## [Records shown]
=======
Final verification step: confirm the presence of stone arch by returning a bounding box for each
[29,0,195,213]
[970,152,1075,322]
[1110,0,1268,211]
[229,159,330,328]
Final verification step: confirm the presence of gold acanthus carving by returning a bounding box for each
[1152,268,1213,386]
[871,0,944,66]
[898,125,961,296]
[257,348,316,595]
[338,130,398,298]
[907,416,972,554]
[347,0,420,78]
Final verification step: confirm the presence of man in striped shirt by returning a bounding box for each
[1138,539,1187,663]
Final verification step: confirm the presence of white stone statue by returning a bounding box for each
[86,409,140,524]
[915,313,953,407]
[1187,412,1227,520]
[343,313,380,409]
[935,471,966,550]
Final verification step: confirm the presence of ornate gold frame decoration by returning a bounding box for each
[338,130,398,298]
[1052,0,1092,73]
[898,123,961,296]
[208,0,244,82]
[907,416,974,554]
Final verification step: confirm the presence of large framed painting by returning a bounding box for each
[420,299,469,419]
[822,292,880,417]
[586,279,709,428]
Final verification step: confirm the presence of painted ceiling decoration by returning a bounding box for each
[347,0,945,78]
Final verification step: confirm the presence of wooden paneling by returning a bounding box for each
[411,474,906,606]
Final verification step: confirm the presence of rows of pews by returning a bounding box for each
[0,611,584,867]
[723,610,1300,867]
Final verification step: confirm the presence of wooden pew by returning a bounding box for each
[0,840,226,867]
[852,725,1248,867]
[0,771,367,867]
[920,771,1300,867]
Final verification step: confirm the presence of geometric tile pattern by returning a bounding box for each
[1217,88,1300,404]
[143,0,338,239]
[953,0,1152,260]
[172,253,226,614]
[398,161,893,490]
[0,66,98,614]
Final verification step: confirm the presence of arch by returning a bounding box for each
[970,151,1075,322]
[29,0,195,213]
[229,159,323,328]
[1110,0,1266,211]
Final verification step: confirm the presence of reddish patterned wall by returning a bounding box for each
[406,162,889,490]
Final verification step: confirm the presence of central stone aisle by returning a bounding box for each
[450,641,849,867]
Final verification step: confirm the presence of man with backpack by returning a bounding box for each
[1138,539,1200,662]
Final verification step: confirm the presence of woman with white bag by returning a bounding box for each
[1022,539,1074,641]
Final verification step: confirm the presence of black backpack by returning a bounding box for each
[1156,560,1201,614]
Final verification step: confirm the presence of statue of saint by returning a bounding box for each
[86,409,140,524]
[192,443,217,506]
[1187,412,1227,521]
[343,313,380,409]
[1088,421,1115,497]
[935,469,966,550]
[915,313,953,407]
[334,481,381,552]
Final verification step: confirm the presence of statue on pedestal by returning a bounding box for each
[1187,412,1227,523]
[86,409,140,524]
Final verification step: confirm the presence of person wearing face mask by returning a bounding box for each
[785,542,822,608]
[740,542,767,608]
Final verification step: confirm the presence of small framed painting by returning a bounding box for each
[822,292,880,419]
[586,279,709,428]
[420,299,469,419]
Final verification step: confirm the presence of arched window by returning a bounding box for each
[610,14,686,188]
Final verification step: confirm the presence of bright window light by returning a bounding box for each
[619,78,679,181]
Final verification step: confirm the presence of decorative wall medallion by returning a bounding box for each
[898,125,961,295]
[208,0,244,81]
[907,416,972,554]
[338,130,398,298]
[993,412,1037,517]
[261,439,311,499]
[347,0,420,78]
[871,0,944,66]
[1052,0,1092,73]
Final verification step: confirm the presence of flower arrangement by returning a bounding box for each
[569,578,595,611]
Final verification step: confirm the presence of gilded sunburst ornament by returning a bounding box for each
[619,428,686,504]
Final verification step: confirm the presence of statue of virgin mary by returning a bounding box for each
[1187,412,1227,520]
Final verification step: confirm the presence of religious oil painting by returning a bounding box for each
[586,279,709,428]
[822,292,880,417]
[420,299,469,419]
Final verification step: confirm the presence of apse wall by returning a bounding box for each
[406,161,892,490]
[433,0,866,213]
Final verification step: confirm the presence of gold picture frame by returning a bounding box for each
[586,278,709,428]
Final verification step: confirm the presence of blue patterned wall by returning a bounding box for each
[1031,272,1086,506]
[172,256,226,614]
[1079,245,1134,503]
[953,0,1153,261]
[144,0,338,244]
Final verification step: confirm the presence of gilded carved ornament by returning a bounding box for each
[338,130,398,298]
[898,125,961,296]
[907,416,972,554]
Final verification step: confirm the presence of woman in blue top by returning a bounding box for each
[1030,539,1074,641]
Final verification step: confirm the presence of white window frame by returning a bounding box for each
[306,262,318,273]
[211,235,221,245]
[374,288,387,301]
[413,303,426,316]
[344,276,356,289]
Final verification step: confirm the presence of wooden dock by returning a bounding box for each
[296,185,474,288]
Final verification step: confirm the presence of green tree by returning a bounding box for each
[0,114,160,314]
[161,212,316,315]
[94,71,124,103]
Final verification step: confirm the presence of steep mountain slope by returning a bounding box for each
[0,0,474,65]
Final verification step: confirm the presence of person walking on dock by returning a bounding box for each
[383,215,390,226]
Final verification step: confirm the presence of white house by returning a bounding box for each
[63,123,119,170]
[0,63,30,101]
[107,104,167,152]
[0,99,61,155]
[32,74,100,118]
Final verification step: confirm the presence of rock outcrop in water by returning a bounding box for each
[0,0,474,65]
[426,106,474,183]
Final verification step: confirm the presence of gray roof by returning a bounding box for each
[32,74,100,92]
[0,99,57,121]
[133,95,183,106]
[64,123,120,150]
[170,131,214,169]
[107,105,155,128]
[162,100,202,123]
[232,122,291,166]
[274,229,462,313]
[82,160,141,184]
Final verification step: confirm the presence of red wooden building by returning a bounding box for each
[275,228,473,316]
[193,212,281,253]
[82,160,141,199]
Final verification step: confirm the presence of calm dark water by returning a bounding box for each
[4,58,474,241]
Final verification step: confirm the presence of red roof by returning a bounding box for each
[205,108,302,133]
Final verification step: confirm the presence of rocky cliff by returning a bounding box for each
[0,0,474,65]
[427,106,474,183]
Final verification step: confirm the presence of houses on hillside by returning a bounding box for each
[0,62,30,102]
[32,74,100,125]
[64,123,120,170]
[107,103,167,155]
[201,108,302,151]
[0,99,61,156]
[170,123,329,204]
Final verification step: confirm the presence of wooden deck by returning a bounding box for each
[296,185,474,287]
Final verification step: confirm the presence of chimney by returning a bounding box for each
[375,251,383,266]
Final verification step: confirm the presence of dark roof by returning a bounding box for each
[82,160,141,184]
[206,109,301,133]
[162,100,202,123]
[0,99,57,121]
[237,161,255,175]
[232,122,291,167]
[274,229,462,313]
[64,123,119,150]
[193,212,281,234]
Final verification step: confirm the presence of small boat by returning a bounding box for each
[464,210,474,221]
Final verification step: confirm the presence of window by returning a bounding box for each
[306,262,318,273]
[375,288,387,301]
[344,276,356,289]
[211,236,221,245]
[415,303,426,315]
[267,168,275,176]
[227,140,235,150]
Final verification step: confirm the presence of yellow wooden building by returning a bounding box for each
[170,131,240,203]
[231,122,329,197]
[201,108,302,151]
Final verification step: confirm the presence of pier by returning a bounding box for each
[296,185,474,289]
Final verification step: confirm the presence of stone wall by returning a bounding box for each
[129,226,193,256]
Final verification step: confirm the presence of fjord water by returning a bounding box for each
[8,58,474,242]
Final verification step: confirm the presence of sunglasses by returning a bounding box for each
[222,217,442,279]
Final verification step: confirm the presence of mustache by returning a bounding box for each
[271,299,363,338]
=======
Render every line of the records above as a numbered list, leaving out any blank lines.

## [Answer to the problem]
1. Final verification step: confirm the presence of stone arch by returning a bounding box for each
2. [29,0,195,213]
3. [970,152,1075,322]
4. [1110,0,1268,211]
5. [229,159,330,328]
6. Final verification step: confirm the presence of gold acanthus carving by returning a bounding box for each
7. [1152,268,1213,386]
8. [871,0,944,66]
9. [898,125,961,296]
10. [257,348,316,595]
11. [338,130,398,298]
12. [907,416,972,554]
13. [347,0,420,78]
14. Final verification step: confirm the presence of man in striped shirt by returning a bounding box for each
15. [1138,539,1187,663]
16. Final verification step: confirm the presence of white stone statue by returning a bounding box for each
17. [86,409,140,524]
18. [915,313,953,407]
19. [1187,412,1227,520]
20. [343,313,380,409]
21. [935,471,966,550]
22. Final verification step: confirm the presence of ornate gold frame decoration by returning a bounding box for each
23. [338,130,398,298]
24. [1052,0,1092,73]
25. [898,123,961,296]
26. [208,0,244,82]
27. [907,416,974,554]
28. Final verification step: confirm the presence of large framed painting by returning a bounding box for each
29. [420,299,469,419]
30. [822,292,880,417]
31. [586,279,709,428]
32. Final verification step: confirm the presence of painted ceiling decoration by returning a bounding box for each
33. [347,0,945,78]
34. Final verification step: confirm the presence of wooden paneling by returning a bounding box for each
35. [411,474,906,606]
36. Final verification step: confirm the presence of rows of pews by returning a bounding box for each
37. [0,611,584,867]
38. [723,610,1300,867]
39. Final verification step: confirm the presence of wooden pew by returning a bounding box for each
40. [0,840,226,867]
41. [852,725,1248,867]
42. [0,771,367,867]
43. [920,771,1300,867]
44. Final verification step: confirm the presence of geometric tile pattern by returning a bounding box for each
45. [1217,88,1300,404]
46. [143,0,338,239]
47. [953,0,1152,260]
48. [172,253,226,614]
49. [398,161,893,490]
50. [0,66,98,614]
51. Final verification step: confirm the presence of arch by returning a bounding box for each
52. [970,151,1075,322]
53. [29,0,195,213]
54. [229,159,323,328]
55. [1110,0,1266,211]
56. Final verification step: confirm the presence of reddish patterned wall by returning a bounding box for each
57. [406,162,889,490]
58. Final verification step: confirm the presence of central stone aisle by returning a bounding box for each
59. [450,641,849,867]
60. Final verification step: confirm the presence of man with backpack by returning a bounding box for each
61. [1138,539,1200,662]
62. Final verification step: confirm the presence of woman with white bag by returning a bounding box for each
63. [1022,539,1074,641]
64. Final verification step: confirm the presence of black backpack by returning a bounding box for each
65. [1156,560,1201,614]
66. Final verification step: confirm the presence of statue of saint by returning a bounding box for each
67. [86,409,140,524]
68. [192,443,217,506]
69. [1187,412,1227,521]
70. [343,313,380,409]
71. [1088,421,1115,497]
72. [935,469,966,550]
73. [915,313,953,407]
74. [334,481,381,552]
75. Final verification step: confirm the presence of statue on pedestal by returning a bounding box for each
76. [1187,412,1227,523]
77. [86,409,140,524]
78. Final verification step: confirm the presence of person wearing face mask by returning a bounding box for each
79. [785,542,822,608]
80. [740,542,767,608]
81. Final verification step: confirm the presence of small framed painting by returning a bounding box for each
82. [822,292,880,419]
83. [586,279,709,428]
84. [420,299,469,419]
85. Final verification step: confirm the presence of arched window by returning a bounding box for each
86. [610,14,686,188]
87. Final verification step: confirm the presence of bright window light by returning a bounding box for each
88. [619,78,679,181]
89. Final verification step: confirm the presence of decorative wall medallion by returning a bounding box for each
90. [898,125,961,295]
91. [208,0,244,81]
92. [907,416,972,554]
93. [338,130,398,298]
94. [993,412,1037,517]
95. [261,439,311,499]
96. [347,0,420,78]
97. [871,0,944,66]
98. [1052,0,1092,73]
99. Final verification step: confirm the presence of flower arrangement by returning a bounding box for each
100. [569,578,595,611]
101. Final verification step: confirm the presence of gilded sunburst ornament by returning a bounding box for each
102. [619,428,686,504]
103. Final verification step: confirm the presence of statue of virgin mary by returning a bounding box for each
104. [1187,412,1227,520]
105. Final verification step: confirm the presence of religious oil painting by returning a bounding box for each
106. [586,279,709,428]
107. [822,292,880,417]
108. [420,299,469,419]
109. Final verification step: confirm the presence of apse wall by returning a bounding box for each
110. [406,161,892,490]
111. [433,0,866,213]
112. Final verification step: confirm the presence of gold picture frame by returning a bounding box for each
113. [586,278,709,428]
114. Final verification step: confirm the presence of blue patterned wall by returning a bounding box for each
115. [1031,272,1086,506]
116. [172,256,226,614]
117. [1079,245,1134,503]
118. [953,0,1153,261]
119. [144,0,338,244]
120. Final verification step: confirm the presence of gilded carved ornament by returning a bounding box for each
121. [338,130,398,298]
122. [898,125,961,296]
123. [907,416,972,554]
124. Final verification step: confirm the presence of woman in blue top by returning a bounding box for each
125. [1030,539,1074,641]
126. Final verification step: confirm the presence of white window frame by returning a bounding box for each
127. [306,262,318,273]
128. [211,235,221,245]
129. [374,288,387,301]
130. [413,303,426,316]
131. [344,276,356,289]
132. Final verification step: confirm the presence of wooden dock by returning a bounding box for each
133. [296,185,474,288]
134. Final verification step: confirm the presence of green tree by returning a bounding box for each
135. [0,114,160,314]
136. [161,212,316,315]
137. [94,71,124,103]
138. Final verification step: confirm the presence of steep mountain slope by returning a bounding box for each
139. [0,0,474,65]
140. Final verification step: confirm the presence of person walking on dock by returning a bounding box for each
141. [383,215,390,226]
142. Final verification step: confirm the presence of white house by returning a bounding box for each
143. [63,123,119,170]
144. [0,63,30,101]
145. [107,104,167,152]
146. [0,99,61,155]
147. [32,74,100,118]
148. Final verification step: confirm the presence of rock outcrop in water by returning a bounding box for each
149. [0,0,474,65]
150. [426,106,474,183]
151. Final verification step: confirm the presence of gray roof by returning a bounding box for each
152. [32,74,100,92]
153. [0,99,57,121]
154. [133,95,183,106]
155. [64,123,120,150]
156. [170,131,214,169]
157. [107,105,155,128]
158. [162,100,202,123]
159. [232,122,291,166]
160. [274,229,462,313]
161. [82,160,141,184]
162. Final verification step: confirm the presence of red wooden building by returning a bounding box for each
163. [275,228,473,316]
164. [193,212,281,253]
165. [82,160,141,199]
166. Final verification step: confirm the presence of calm dark water by returning a bounding box for each
167. [4,58,474,241]
168. Final verification step: confirm the presence of red roof by returning a bounding box for each
169. [205,108,302,133]
170. Final verification step: confirm the presence of rocky cliff by returning a bounding box for each
171. [0,0,474,65]
172. [427,106,474,183]
173. Final verification step: confirm the presence of houses on hillside by returning a bounding box for each
174. [0,62,30,102]
175. [32,74,100,125]
176. [64,123,120,170]
177. [107,103,167,155]
178. [201,108,302,151]
179. [0,99,61,156]
180. [170,123,329,204]
181. Final verification step: confirm the presence of wooden deck by returning a bounding box for each
182. [296,185,474,287]
183. Final verification step: confirm the presence of chimney by returning a bounding box for each
184. [375,251,383,266]
185. Final verification step: confirm the presence of dark roof by returning a bounding box for each
186. [82,160,141,184]
187. [206,109,301,133]
188. [162,100,202,123]
189. [0,99,57,121]
190. [237,161,255,175]
191. [232,122,291,167]
192. [274,229,462,313]
193. [64,123,119,150]
194. [193,212,281,234]
195. Final verification step: confirm the presence of small boat by returning a bounding box for each
196. [464,210,474,221]
197. Final verification step: confirm the presence of window by returning a bounding box for each
198. [306,262,318,273]
199. [375,288,387,301]
200. [344,276,356,289]
201. [211,236,221,245]
202. [415,303,426,315]
203. [267,168,275,176]
204. [227,140,235,150]
205. Final verification step: confirm the presence of yellow wooden building by returning a bounding box for each
206. [170,131,240,203]
207. [231,122,329,197]
208. [201,108,302,151]
209. Final verification step: confirm the presence of pier by returning a bounding box for each
210. [296,185,474,289]
211. Final verification step: confirm the presence of stone wall by returning a bounding box for each
212. [129,226,193,256]
213. Final verification step: confirm the presence of fjord water by returning a bounding box for each
214. [8,58,474,242]
215. Final verification step: confirm the presence of sunglasses by returning a bounding box for each
216. [222,217,442,279]
217. Final verification step: confirm the presence of mustache by returning a bounding box for each
218. [271,299,363,338]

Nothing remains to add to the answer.